_EXERCISE A_
Shift every coordinate in the answers by adding 110 to each number. Write out the listing lines again, requests included, starting at the line containing "Where can you see the open" and ending at the last line of the listing, and return only those lines.

_PAGE EXCERPT_
▶

Edifice Complex

The little guy went big time...and the results are monumental.

Webb, the underdog turned top dog, did not get out while the getting was good, and the past two years have been a fast fall from the penthouse to the doghouse. Judging from recent projections, Denver's next mayor may have it even worse. (Most likely candidate for chief of staff: the fellow who administers the lethal injections at Cañon City -- because in this economic climate, what are the odds that he'll be asked to deliver good news on the mayor's behalf?)

But for at least a week, even as Denver's newly elected mayor starts getting fitted for office, this city will glow once more -- if not in reality, at least on the video that's being produced for the mayors' edification. That can be Webb's consolation prize for losing Denver: A World-Class City, a documentary on Denver from the '90s through today (a period that conveniently overlapped Webb's entire mayoral term) that was killed by city council when it learned that the Office of Television and Internet Services had budgeted $200,000 for the project. By then, though, Webb already had his Wellington E. Webb Municipal Office Building -- and some of OTIS's file footage should come in handy for the mayors' video.

◀

Coordinate labeling data:
▶

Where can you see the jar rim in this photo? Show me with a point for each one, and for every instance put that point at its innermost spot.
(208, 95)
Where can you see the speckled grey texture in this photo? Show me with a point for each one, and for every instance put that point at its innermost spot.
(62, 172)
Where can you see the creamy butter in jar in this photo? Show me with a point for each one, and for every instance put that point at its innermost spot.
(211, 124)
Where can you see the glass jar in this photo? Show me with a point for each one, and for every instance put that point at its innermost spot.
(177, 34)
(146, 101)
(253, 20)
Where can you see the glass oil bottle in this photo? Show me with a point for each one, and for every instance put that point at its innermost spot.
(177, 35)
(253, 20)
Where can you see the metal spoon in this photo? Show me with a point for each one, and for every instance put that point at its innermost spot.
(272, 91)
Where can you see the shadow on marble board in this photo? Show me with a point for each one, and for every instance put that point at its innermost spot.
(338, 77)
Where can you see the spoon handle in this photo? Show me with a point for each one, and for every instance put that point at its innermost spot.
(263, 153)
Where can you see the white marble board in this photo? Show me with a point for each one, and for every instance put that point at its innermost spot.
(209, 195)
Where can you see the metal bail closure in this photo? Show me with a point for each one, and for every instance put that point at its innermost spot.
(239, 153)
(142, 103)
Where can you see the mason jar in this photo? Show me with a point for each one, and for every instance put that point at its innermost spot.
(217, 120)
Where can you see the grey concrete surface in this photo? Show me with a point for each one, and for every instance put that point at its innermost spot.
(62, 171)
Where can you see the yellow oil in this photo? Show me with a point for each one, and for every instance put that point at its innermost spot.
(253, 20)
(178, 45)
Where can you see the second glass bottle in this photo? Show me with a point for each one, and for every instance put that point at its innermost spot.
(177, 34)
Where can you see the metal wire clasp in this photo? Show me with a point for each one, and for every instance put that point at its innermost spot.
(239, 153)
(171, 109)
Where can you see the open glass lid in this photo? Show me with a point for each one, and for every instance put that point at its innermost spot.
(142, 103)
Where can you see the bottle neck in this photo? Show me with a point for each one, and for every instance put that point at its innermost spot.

◀

_EXERCISE B_
Answer these questions about the Denver mayor article:
(i) How much had the Office of Television and Internet Services budgeted for the documentary?
(ii) What building did Webb already have by the time the project was killed?
(iii) What period does the documentary on Denver cover?

_COMPLETE ANSWER A_
Where can you see the open glass lid in this photo? Show me with a point for each one, and for every instance put that point at its innermost spot.
(252, 213)
Where can you see the bottle neck in this photo? Show me with a point for each one, and for every instance put that point at its innermost spot.

_COMPLETE ANSWER B_
(i) $200,000
(ii) The Wellington E. Webb Municipal Office Building
(iii) The '90s through today